WHAT YOU HAVE TO DO: Can you reproduce, word for word, the lines of the entries below, starting with the line that contains "black belt and supply box coordinates for each." and going on through the final line of the entries?

(Detection annotation entries)

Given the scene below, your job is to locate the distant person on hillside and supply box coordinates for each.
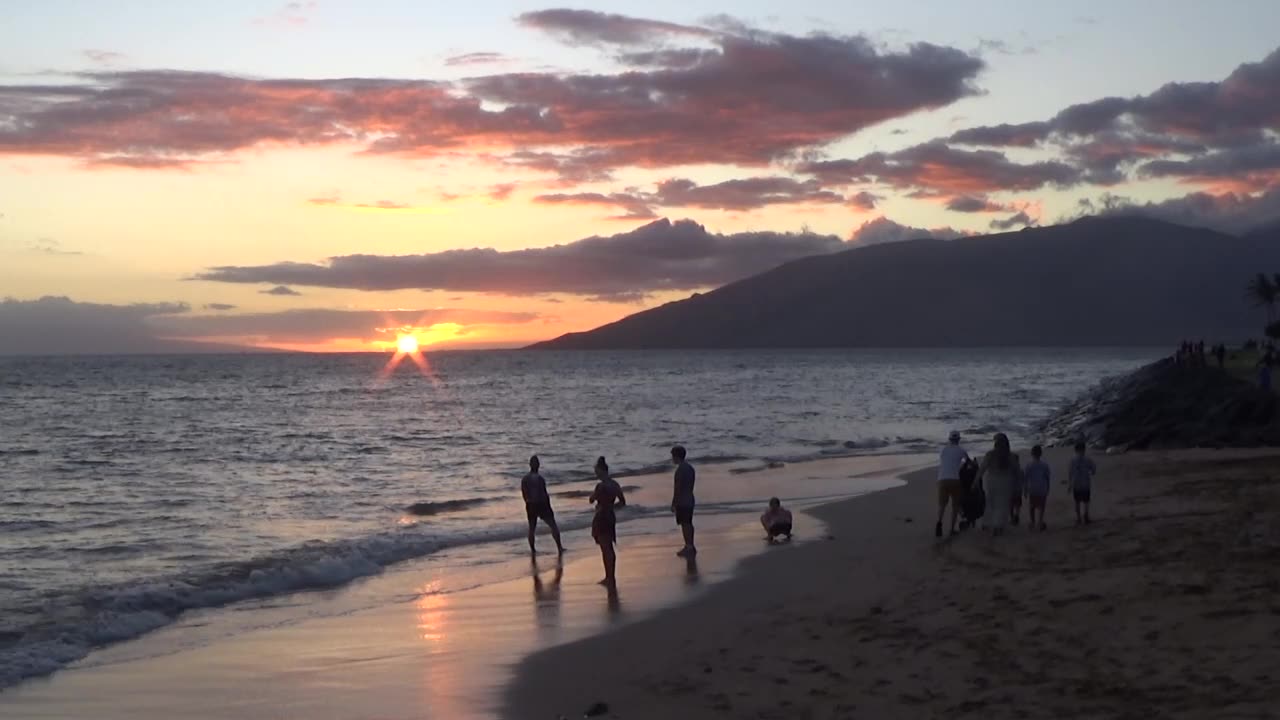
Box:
[978,433,1023,536]
[520,455,564,553]
[588,456,627,588]
[933,430,969,538]
[1066,442,1098,525]
[760,497,791,542]
[671,445,698,557]
[1023,445,1052,532]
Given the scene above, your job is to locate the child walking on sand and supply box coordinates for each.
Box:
[1066,442,1098,525]
[1023,445,1051,532]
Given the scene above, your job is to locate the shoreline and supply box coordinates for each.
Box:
[0,456,922,720]
[503,448,1280,720]
[500,453,936,720]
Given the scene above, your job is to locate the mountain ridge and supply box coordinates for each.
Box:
[529,217,1280,350]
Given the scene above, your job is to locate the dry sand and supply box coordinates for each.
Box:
[507,450,1280,720]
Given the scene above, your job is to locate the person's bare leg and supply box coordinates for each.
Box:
[600,543,618,585]
[547,520,564,552]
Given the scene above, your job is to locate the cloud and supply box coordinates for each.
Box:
[0,297,543,355]
[989,210,1036,232]
[1079,187,1280,234]
[0,297,191,355]
[654,177,845,210]
[253,0,320,28]
[849,215,965,245]
[193,219,845,297]
[799,141,1083,196]
[534,176,845,215]
[150,307,541,345]
[259,284,302,292]
[444,53,512,68]
[84,50,125,65]
[950,50,1280,192]
[489,182,520,200]
[534,192,658,220]
[0,23,983,174]
[27,237,83,256]
[307,195,429,211]
[947,195,1009,213]
[516,8,714,45]
[849,191,883,210]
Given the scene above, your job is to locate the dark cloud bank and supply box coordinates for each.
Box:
[193,219,960,301]
[0,297,540,355]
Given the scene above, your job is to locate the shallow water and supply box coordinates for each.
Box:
[0,350,1158,687]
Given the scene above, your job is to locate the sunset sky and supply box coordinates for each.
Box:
[0,0,1280,352]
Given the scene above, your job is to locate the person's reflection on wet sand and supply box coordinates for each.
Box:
[531,557,564,628]
[607,585,622,623]
[685,555,700,585]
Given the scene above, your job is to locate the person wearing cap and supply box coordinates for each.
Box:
[933,430,969,538]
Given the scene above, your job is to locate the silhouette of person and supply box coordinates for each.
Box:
[588,455,627,588]
[520,455,564,553]
[671,445,698,557]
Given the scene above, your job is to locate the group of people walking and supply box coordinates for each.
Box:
[933,432,1097,537]
[520,445,701,585]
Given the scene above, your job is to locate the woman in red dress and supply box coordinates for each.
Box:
[588,456,627,587]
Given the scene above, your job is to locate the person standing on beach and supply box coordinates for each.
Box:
[1023,445,1053,532]
[671,445,698,557]
[588,456,627,588]
[520,455,564,553]
[933,430,969,538]
[1066,442,1098,525]
[978,433,1023,536]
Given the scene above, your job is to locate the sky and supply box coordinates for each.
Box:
[0,0,1280,354]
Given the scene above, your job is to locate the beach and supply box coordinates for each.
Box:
[506,450,1280,720]
[0,455,928,720]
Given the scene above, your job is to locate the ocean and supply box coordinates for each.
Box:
[0,348,1161,688]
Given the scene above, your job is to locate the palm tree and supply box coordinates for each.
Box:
[1248,273,1280,324]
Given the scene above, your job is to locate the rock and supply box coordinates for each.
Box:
[1037,359,1280,455]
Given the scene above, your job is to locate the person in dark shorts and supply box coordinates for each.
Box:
[760,497,791,542]
[520,455,564,553]
[1066,442,1098,525]
[588,456,627,588]
[1023,445,1053,532]
[671,445,698,557]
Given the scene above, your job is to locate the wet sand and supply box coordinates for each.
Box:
[506,450,1280,720]
[0,456,924,720]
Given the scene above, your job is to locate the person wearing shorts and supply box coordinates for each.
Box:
[933,430,969,538]
[760,497,791,542]
[1023,445,1053,532]
[588,456,627,588]
[671,445,698,557]
[1066,442,1098,525]
[520,455,564,553]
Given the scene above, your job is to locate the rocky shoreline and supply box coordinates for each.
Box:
[1037,357,1280,451]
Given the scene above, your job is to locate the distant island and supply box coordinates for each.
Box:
[530,217,1280,350]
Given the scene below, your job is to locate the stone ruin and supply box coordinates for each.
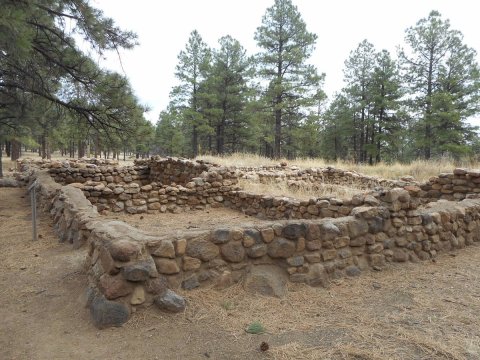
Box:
[15,157,480,328]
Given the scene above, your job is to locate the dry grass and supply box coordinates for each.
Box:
[199,153,480,181]
[2,151,135,175]
[0,189,480,360]
[176,247,480,360]
[239,179,363,200]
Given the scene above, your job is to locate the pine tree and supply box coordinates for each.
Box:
[255,0,322,158]
[205,36,252,154]
[400,11,480,159]
[171,30,211,157]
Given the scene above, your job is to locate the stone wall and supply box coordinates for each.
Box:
[27,162,480,327]
[142,156,238,186]
[240,166,415,190]
[418,168,480,200]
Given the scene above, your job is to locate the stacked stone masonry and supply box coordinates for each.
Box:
[18,159,480,327]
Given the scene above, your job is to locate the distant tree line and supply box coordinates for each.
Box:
[0,0,480,176]
[0,0,155,176]
[156,0,480,164]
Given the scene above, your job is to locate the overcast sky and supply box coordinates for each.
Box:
[93,0,480,122]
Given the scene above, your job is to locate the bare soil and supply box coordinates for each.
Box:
[0,188,480,360]
[105,208,262,234]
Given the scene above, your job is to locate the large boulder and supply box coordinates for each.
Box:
[90,295,130,329]
[0,178,19,187]
[154,289,186,312]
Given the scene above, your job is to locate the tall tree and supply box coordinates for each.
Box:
[344,40,375,162]
[205,35,252,154]
[400,11,480,159]
[0,0,141,174]
[255,0,322,158]
[367,50,404,164]
[171,30,211,157]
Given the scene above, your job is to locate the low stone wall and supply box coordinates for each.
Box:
[31,171,185,328]
[27,162,480,327]
[240,166,415,190]
[142,156,238,186]
[419,168,480,201]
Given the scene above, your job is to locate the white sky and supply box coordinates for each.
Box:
[92,0,480,123]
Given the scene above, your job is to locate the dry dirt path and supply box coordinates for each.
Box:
[0,188,480,360]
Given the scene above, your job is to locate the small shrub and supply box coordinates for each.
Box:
[222,300,235,311]
[245,321,265,334]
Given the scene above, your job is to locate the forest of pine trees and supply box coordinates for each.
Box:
[0,0,480,176]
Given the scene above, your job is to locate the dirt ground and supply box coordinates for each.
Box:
[0,188,480,360]
[104,208,268,234]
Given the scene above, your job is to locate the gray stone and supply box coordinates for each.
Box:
[152,240,175,259]
[155,258,180,275]
[244,229,262,244]
[186,239,219,261]
[90,295,130,329]
[145,276,167,295]
[182,274,200,290]
[393,248,408,262]
[154,289,186,312]
[345,265,362,276]
[244,265,287,298]
[368,216,385,234]
[98,274,133,300]
[348,219,368,238]
[220,241,245,263]
[0,178,19,187]
[318,222,340,241]
[108,240,140,261]
[122,262,150,281]
[247,244,267,258]
[283,224,306,239]
[287,255,305,267]
[212,229,230,244]
[308,263,328,287]
[268,238,296,259]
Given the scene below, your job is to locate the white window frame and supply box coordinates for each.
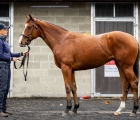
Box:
[91,2,140,97]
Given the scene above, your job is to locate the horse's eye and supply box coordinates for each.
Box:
[27,26,31,29]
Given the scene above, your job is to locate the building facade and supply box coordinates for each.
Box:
[0,2,140,97]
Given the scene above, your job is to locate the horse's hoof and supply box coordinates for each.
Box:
[62,112,69,116]
[114,112,121,115]
[70,111,77,115]
[129,113,137,117]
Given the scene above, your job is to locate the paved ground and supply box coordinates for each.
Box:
[0,98,140,120]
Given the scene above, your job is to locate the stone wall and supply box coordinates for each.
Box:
[13,2,91,97]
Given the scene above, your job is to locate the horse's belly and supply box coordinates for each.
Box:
[72,57,111,70]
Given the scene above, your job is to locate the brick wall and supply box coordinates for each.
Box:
[13,2,91,97]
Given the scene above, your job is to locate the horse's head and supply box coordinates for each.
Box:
[19,14,39,47]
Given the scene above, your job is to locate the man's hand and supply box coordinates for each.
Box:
[13,57,18,62]
[23,51,29,56]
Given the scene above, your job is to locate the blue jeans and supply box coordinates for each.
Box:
[0,62,11,112]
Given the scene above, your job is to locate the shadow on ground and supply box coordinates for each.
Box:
[0,98,140,120]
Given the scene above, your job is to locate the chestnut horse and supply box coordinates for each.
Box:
[19,15,139,116]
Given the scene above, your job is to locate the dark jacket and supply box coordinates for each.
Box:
[0,36,23,65]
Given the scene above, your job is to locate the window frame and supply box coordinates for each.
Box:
[94,2,135,18]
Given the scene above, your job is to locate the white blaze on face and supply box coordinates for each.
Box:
[18,23,28,44]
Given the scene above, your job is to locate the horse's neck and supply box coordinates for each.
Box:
[38,22,68,51]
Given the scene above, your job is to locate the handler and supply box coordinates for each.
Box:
[0,23,28,117]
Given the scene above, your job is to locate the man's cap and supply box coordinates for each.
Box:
[0,23,10,30]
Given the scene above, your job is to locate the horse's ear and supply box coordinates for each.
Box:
[25,14,29,18]
[29,14,34,21]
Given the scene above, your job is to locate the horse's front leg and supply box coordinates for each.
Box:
[72,71,79,115]
[61,65,72,116]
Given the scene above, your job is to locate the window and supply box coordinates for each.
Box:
[95,3,113,17]
[95,3,134,17]
[115,3,133,17]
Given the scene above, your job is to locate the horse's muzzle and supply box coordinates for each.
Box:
[19,43,26,47]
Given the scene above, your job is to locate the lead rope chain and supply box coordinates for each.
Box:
[14,45,30,81]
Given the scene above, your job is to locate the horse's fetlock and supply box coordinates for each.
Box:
[66,87,71,94]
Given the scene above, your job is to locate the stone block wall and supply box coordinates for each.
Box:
[13,2,91,97]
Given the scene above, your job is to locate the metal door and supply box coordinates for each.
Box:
[95,21,134,94]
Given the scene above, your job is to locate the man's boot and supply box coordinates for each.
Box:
[0,112,8,117]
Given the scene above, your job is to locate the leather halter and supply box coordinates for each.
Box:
[20,20,39,45]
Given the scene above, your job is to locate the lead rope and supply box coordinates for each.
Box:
[14,45,30,81]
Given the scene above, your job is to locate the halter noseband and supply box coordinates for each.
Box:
[20,21,38,45]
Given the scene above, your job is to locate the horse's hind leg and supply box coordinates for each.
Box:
[114,63,130,115]
[124,67,139,116]
[61,65,72,116]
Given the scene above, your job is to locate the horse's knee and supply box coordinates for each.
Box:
[66,87,71,94]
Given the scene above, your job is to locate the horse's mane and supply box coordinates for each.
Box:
[38,19,68,31]
[26,18,68,31]
[41,20,68,31]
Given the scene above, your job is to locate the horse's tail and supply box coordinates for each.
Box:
[133,44,140,80]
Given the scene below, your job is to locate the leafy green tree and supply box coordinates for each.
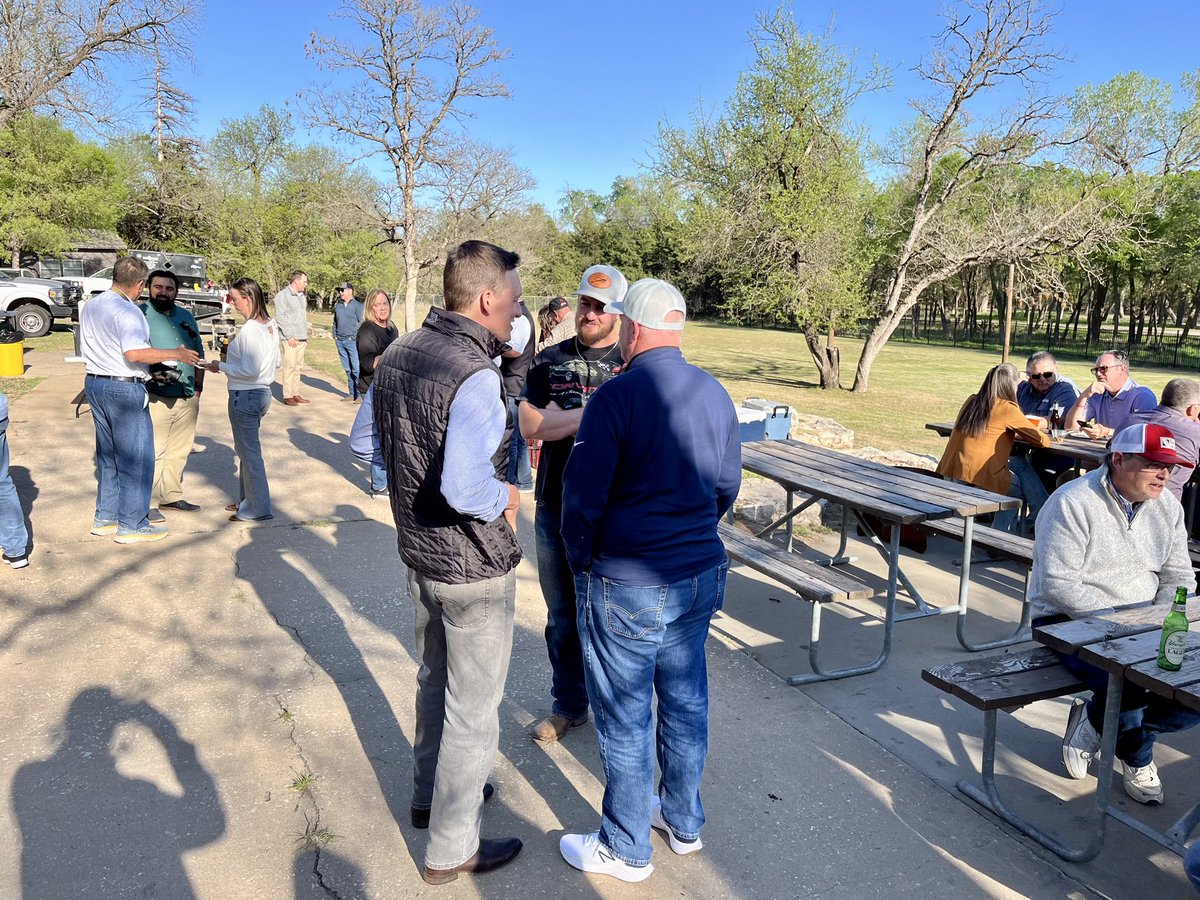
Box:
[656,10,887,388]
[0,114,125,265]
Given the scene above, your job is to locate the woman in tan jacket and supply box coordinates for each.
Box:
[937,362,1050,533]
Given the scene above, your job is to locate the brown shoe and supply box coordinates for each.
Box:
[529,713,588,744]
[421,838,521,884]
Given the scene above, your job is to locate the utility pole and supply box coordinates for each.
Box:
[1000,263,1016,362]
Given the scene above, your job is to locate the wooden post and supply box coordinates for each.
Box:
[1000,263,1016,362]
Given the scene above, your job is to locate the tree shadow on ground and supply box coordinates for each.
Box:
[12,688,226,900]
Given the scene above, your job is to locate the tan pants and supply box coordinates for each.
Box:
[150,394,200,509]
[282,341,308,400]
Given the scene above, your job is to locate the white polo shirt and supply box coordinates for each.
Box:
[79,290,150,380]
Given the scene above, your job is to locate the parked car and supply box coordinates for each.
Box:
[0,277,83,337]
[59,266,113,296]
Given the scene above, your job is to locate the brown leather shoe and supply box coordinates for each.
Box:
[421,838,522,884]
[529,713,588,744]
[408,781,496,828]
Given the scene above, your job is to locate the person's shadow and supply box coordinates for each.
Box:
[12,688,226,900]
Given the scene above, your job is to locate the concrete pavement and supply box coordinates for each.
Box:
[0,340,1187,899]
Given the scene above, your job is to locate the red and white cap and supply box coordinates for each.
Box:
[1109,422,1195,469]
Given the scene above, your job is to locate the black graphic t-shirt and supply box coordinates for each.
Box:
[521,337,624,506]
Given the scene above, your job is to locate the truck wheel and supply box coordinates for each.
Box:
[17,304,54,337]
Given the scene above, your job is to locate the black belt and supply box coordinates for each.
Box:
[88,372,145,384]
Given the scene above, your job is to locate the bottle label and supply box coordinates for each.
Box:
[1163,631,1188,667]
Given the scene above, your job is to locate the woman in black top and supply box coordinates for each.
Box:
[358,288,400,500]
[359,288,400,388]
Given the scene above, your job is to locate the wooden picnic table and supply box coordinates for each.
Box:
[1033,609,1200,860]
[925,422,1109,469]
[742,439,1019,684]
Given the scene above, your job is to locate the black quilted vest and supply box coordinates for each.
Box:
[374,307,521,584]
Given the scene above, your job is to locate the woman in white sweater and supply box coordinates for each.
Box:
[209,278,280,522]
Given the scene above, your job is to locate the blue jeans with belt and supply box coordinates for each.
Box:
[575,560,730,866]
[84,376,154,534]
[229,388,271,518]
[334,337,359,397]
[0,395,29,557]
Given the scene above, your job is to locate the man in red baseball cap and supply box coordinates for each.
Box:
[1030,422,1200,805]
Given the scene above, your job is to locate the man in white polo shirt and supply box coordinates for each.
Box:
[79,257,199,544]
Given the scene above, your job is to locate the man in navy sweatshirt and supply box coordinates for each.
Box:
[559,278,742,882]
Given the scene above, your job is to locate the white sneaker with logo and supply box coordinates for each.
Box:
[558,832,654,881]
[1121,762,1163,806]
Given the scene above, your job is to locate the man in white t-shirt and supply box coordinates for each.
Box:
[79,257,199,544]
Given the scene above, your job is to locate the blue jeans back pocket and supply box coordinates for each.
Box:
[604,578,668,641]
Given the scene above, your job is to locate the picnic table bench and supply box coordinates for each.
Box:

ANSWER TO THIS PROBLEM:
Given the scene above, your job is to locate the black belt and supply box coordinates for each.
Box:
[88,372,145,384]
Given the scene above, your job is to locate the bottle label and supply box coordinates for each.
Box:
[1163,631,1188,667]
Given the scene above, your job is to locate the woman in black top and supply box coordinates for each.
Box:
[358,288,400,500]
[359,288,400,388]
Given the scene above, your job is to locate the wooden picnic table and supply box coordinates for each.
Box:
[1033,609,1200,860]
[925,422,1109,469]
[742,439,1019,684]
Given the scene above, your job is to locate the black quilted vest and supply box coordinates for each.
Box:
[374,307,521,584]
Given the scene above, your job is to locate the woman in white sweater and supply box coordinates for each.
Box:
[209,278,280,522]
Given the scene above, your job is to locate the blue jeans with belt and supply box coordinates for each.
Box:
[575,560,730,866]
[84,376,154,534]
[229,388,271,518]
[334,337,359,397]
[0,395,29,557]
Given the scene above, your job is to locate the man in red baseball cap and supply box coordinates for each.
Box:
[1030,422,1200,805]
Given the scene above, your job is to locate the man in white polo shirt and supply box coordinates for each.
Box:
[79,257,199,544]
Given the scene above, your job is to locate the man in navy sweatshirt and supply box coordinates for each.
Box:
[559,278,742,882]
Given the scene above, your job is to locate the white sneaker with logo and supply box coordinates for each.
Box:
[558,832,654,881]
[1121,762,1163,806]
Given the scene above, your job is to locate the man in white t-shirt and supply box coordinates for each.
Box:
[79,257,199,544]
Given the scene above, your job is to locate the blue jeans back pocket and supply box coordinates for each.
Box:
[604,578,668,641]
Given the scene above, your job is to locate the picnic table bench and supply box coordinates for each.
Box:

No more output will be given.